Extract the line that contains "Phrase: river" and every line after it through the end of the records below, exactly as written, leaving out any pictures.

● ● ●

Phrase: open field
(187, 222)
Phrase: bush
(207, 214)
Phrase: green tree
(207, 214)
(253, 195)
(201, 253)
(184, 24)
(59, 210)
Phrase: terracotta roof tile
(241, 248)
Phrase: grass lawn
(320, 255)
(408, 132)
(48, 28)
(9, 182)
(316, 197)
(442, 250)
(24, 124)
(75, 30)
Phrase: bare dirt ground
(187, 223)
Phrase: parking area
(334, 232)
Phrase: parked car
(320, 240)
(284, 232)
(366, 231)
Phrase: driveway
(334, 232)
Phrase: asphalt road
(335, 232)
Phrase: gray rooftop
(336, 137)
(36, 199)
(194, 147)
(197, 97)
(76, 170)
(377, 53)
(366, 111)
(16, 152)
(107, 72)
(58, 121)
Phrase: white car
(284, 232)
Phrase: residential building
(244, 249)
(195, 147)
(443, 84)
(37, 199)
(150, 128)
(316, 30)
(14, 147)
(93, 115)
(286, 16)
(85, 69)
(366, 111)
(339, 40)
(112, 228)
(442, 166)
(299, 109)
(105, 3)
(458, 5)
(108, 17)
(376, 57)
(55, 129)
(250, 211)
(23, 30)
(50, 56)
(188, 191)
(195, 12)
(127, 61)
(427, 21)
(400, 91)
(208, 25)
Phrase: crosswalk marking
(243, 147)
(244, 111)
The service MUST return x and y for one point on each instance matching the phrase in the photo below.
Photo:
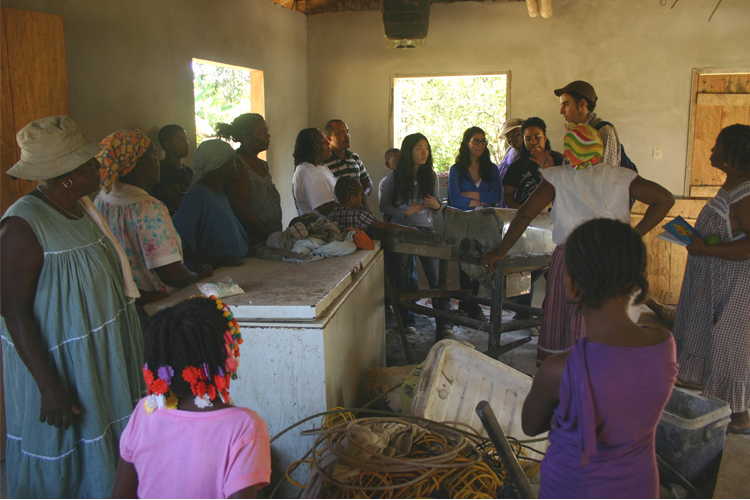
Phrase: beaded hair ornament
(204, 385)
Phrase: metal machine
(465, 238)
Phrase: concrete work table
(311, 332)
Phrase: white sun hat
(51, 147)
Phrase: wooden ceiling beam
(312, 7)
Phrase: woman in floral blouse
(140, 222)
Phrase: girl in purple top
(602, 399)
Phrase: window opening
(222, 92)
(443, 107)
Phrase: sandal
(745, 431)
(688, 385)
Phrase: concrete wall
(129, 64)
(638, 55)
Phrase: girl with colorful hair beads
(583, 188)
(186, 439)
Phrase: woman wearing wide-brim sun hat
(71, 339)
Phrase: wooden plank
(704, 191)
(707, 128)
(712, 84)
(658, 266)
(34, 48)
(666, 261)
(258, 98)
(735, 462)
(687, 208)
(738, 83)
(724, 99)
(677, 262)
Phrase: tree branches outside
(442, 108)
(221, 94)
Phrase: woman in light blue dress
(71, 340)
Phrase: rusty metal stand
(394, 301)
(430, 245)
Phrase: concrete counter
(311, 333)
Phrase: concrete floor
(732, 480)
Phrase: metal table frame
(431, 245)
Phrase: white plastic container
(455, 378)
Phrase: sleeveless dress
(602, 443)
(265, 200)
(597, 191)
(92, 334)
(712, 327)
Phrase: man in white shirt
(313, 184)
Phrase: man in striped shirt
(342, 161)
(577, 104)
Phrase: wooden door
(34, 85)
(720, 100)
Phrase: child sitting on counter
(349, 194)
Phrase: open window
(443, 107)
(223, 92)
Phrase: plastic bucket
(692, 432)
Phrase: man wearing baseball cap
(512, 134)
(577, 103)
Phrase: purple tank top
(611, 400)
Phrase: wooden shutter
(34, 85)
(721, 100)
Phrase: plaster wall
(637, 54)
(129, 64)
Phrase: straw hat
(51, 147)
(511, 124)
(580, 87)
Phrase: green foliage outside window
(442, 108)
(221, 94)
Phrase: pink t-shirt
(191, 454)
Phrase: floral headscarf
(583, 146)
(119, 155)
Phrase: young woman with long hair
(411, 198)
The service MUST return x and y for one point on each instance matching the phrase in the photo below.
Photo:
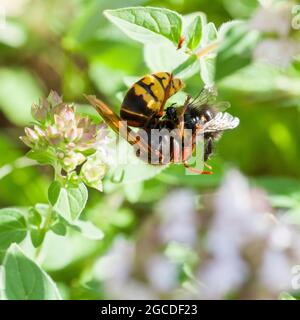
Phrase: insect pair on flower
(167, 135)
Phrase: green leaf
(144, 24)
(12, 227)
(59, 228)
(18, 90)
(210, 34)
(207, 70)
(25, 280)
(88, 229)
(193, 33)
(235, 51)
(71, 202)
(133, 191)
(188, 68)
(37, 237)
(163, 56)
(34, 217)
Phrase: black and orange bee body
(145, 100)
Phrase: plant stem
(44, 227)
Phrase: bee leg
(195, 170)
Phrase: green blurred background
(70, 47)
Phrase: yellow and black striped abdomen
(147, 97)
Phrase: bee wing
(222, 105)
(222, 121)
(208, 97)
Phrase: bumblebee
(143, 107)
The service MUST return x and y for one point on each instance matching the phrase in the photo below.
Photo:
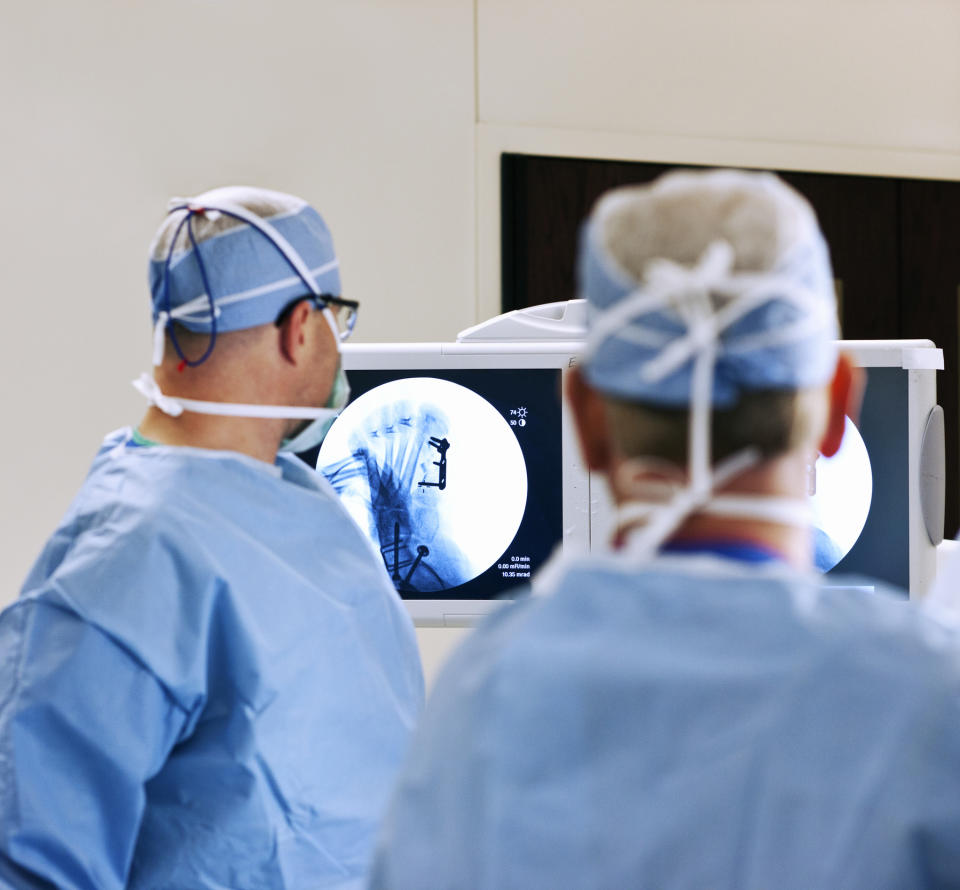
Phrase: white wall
(376, 112)
(364, 107)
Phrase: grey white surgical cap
(748, 247)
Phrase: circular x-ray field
(841, 501)
(434, 475)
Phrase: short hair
(772, 422)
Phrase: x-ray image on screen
(841, 493)
(435, 476)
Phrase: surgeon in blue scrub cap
(690, 707)
(208, 680)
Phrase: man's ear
(846, 394)
(590, 419)
(293, 332)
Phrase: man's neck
(256, 437)
(783, 477)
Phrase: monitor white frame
(586, 505)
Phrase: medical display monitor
(459, 463)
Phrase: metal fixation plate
(932, 473)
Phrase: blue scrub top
(695, 722)
(208, 681)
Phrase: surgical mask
(315, 431)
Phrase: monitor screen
(454, 474)
(459, 462)
(860, 496)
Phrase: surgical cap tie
(176, 405)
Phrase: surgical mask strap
(176, 405)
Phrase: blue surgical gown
(208, 681)
(695, 723)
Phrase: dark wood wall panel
(894, 243)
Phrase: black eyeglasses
(345, 311)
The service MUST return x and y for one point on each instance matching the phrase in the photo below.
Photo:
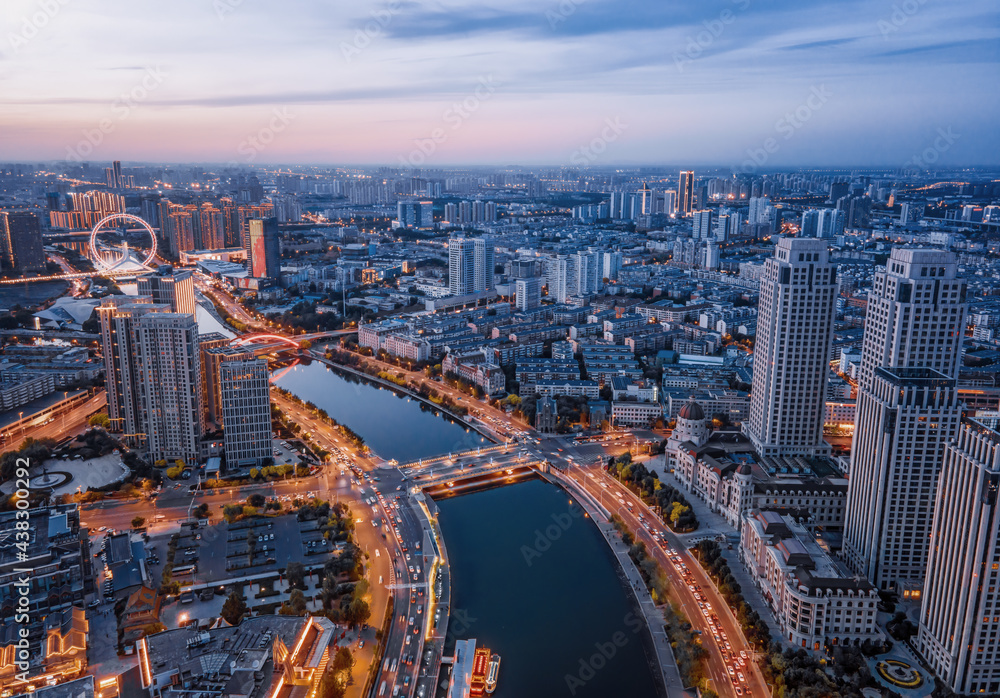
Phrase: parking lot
(223, 551)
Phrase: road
(64, 423)
(622, 501)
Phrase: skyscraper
(759, 214)
(470, 265)
(913, 337)
(153, 376)
(246, 412)
(484, 265)
(170, 286)
(584, 273)
(669, 202)
(21, 241)
(529, 293)
(265, 250)
(643, 201)
(173, 413)
(557, 277)
(810, 224)
(701, 226)
(830, 223)
(960, 611)
(685, 192)
(798, 293)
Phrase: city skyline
(572, 83)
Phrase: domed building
(703, 466)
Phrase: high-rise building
(153, 376)
(759, 214)
(913, 337)
(215, 348)
(611, 264)
(21, 241)
(670, 202)
(265, 249)
(246, 412)
(798, 293)
(528, 293)
(484, 265)
(685, 192)
(810, 224)
(461, 266)
(173, 413)
(838, 190)
(557, 277)
(585, 273)
(712, 255)
(701, 226)
(415, 214)
(830, 223)
(173, 287)
(470, 265)
(960, 611)
(113, 175)
(643, 201)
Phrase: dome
(692, 411)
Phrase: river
(394, 426)
(534, 581)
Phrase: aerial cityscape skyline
(517, 83)
(451, 349)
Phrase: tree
(296, 604)
(358, 612)
(343, 661)
(234, 608)
(677, 511)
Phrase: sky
(727, 83)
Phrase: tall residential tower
(907, 410)
(798, 294)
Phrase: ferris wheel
(120, 251)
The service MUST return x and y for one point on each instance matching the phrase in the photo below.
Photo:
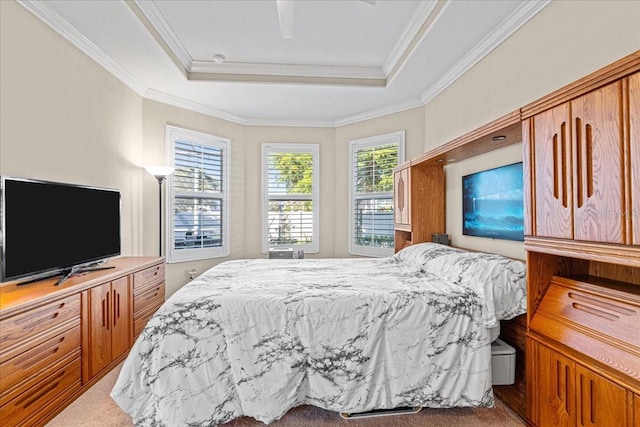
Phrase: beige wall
(155, 118)
(411, 121)
(64, 118)
(564, 42)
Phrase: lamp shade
(160, 172)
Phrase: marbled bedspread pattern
(258, 337)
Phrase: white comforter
(258, 337)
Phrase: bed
(258, 337)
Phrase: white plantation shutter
(198, 209)
(371, 210)
(290, 189)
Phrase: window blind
(198, 196)
(290, 187)
(372, 163)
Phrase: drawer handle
(607, 306)
(595, 311)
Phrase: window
(290, 196)
(371, 209)
(198, 208)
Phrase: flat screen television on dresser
(493, 203)
(55, 229)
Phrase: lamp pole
(161, 173)
(160, 179)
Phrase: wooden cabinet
(556, 389)
(402, 197)
(39, 360)
(585, 353)
(418, 203)
(634, 150)
(57, 341)
(108, 324)
(570, 394)
(578, 168)
(148, 296)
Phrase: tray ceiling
(348, 60)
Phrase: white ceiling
(348, 60)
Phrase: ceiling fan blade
(285, 15)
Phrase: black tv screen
(492, 203)
(50, 227)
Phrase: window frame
(314, 150)
(172, 134)
(355, 145)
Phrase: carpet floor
(96, 409)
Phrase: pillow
(499, 281)
(417, 255)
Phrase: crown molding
(290, 123)
(175, 101)
(421, 22)
(41, 11)
(154, 17)
(374, 114)
(151, 17)
(508, 26)
(301, 70)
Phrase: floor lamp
(161, 173)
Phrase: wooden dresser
(582, 236)
(57, 341)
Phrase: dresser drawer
(604, 315)
(148, 277)
(23, 403)
(142, 318)
(153, 296)
(34, 361)
(17, 329)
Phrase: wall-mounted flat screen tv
(492, 203)
(50, 228)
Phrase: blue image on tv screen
(492, 203)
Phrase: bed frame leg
(405, 410)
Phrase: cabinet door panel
(552, 174)
(556, 389)
(597, 165)
(402, 202)
(634, 122)
(99, 328)
(121, 317)
(600, 402)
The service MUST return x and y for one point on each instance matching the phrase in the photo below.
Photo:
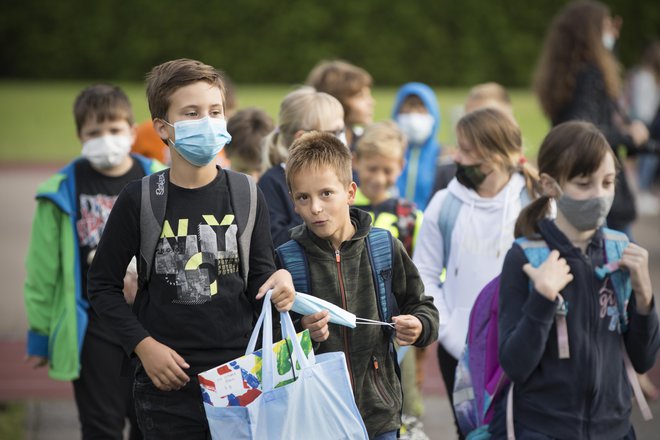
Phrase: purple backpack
(479, 377)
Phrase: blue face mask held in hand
(199, 141)
(305, 304)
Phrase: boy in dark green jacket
(318, 174)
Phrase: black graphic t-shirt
(95, 195)
(196, 301)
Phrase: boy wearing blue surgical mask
(333, 239)
(417, 113)
(72, 209)
(198, 296)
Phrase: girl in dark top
(578, 79)
(587, 394)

● ● ●

▶ **Task solution**:
Phrase: river
(394, 426)
(534, 581)
Phrase: aerial cityscape skyline
(517, 83)
(451, 349)
Phrase: tree
(296, 604)
(358, 612)
(343, 661)
(234, 608)
(677, 511)
Phrase: sky
(727, 83)
Phrase: tall residential tower
(907, 410)
(798, 294)
Phrase: ferris wheel
(120, 251)
The service MUST return x and y for one point on each instance matching the phrase in the photo below.
Photo:
Phrase: beige wall
(155, 118)
(411, 121)
(64, 118)
(564, 42)
Phrase: lamp shade
(160, 172)
Phrase: marbled bedspread pattern
(258, 337)
Phrase: white comforter
(258, 337)
Phrase: bed
(258, 337)
Phrase: white plantation shutter
(198, 209)
(371, 210)
(290, 189)
Phrase: window blind
(198, 196)
(290, 187)
(372, 163)
Phrase: drawer handle
(607, 306)
(595, 311)
Phrase: window
(290, 196)
(371, 209)
(198, 208)
Phrase: flat screen television on dresser
(493, 203)
(55, 229)
Phrase: lamp pole
(161, 173)
(160, 179)
Phrase: wooden cabinet
(556, 389)
(402, 197)
(39, 360)
(585, 353)
(418, 203)
(634, 150)
(57, 341)
(108, 324)
(570, 394)
(578, 168)
(148, 296)
Phrase: tray ceiling
(348, 60)
Phrase: white ceiling
(348, 60)
Phrase: ceiling fan blade
(285, 15)
Phrase: black tv screen
(492, 203)
(50, 227)
Phrase: window frame
(314, 150)
(172, 134)
(355, 145)
Phrase: carpet floor
(96, 409)
Phrase: pillow
(499, 281)
(417, 255)
Phrase: crown molding
(290, 123)
(175, 101)
(421, 22)
(41, 11)
(154, 17)
(374, 114)
(151, 17)
(508, 26)
(301, 70)
Phrase: floor lamp
(161, 173)
Phrase: wooden dresser
(582, 236)
(57, 341)
Phrase: dresser drawer
(604, 315)
(148, 277)
(23, 403)
(142, 318)
(153, 296)
(34, 361)
(17, 329)
Phrase: wall-mounted flat screen tv
(492, 203)
(50, 228)
Phrase: blue image on tv screen
(492, 203)
Phrase: bed frame leg
(405, 410)
Phrase: cabinet door panel
(552, 174)
(556, 389)
(597, 165)
(402, 202)
(634, 122)
(99, 328)
(121, 317)
(600, 402)
The service MUST return x and y for one point on each instance matching the phrase in the photo below.
Photo:
Phrase: purple backpack
(479, 377)
Phrase: blue face mask held in hand
(199, 141)
(305, 304)
Phrase: boy in dark green jacket
(318, 174)
Phrase: black graphic t-shirt
(95, 195)
(196, 301)
Phrase: boy wearing blue surgical mask
(333, 239)
(417, 113)
(72, 209)
(198, 296)
Phrase: girl in dark top
(578, 79)
(587, 394)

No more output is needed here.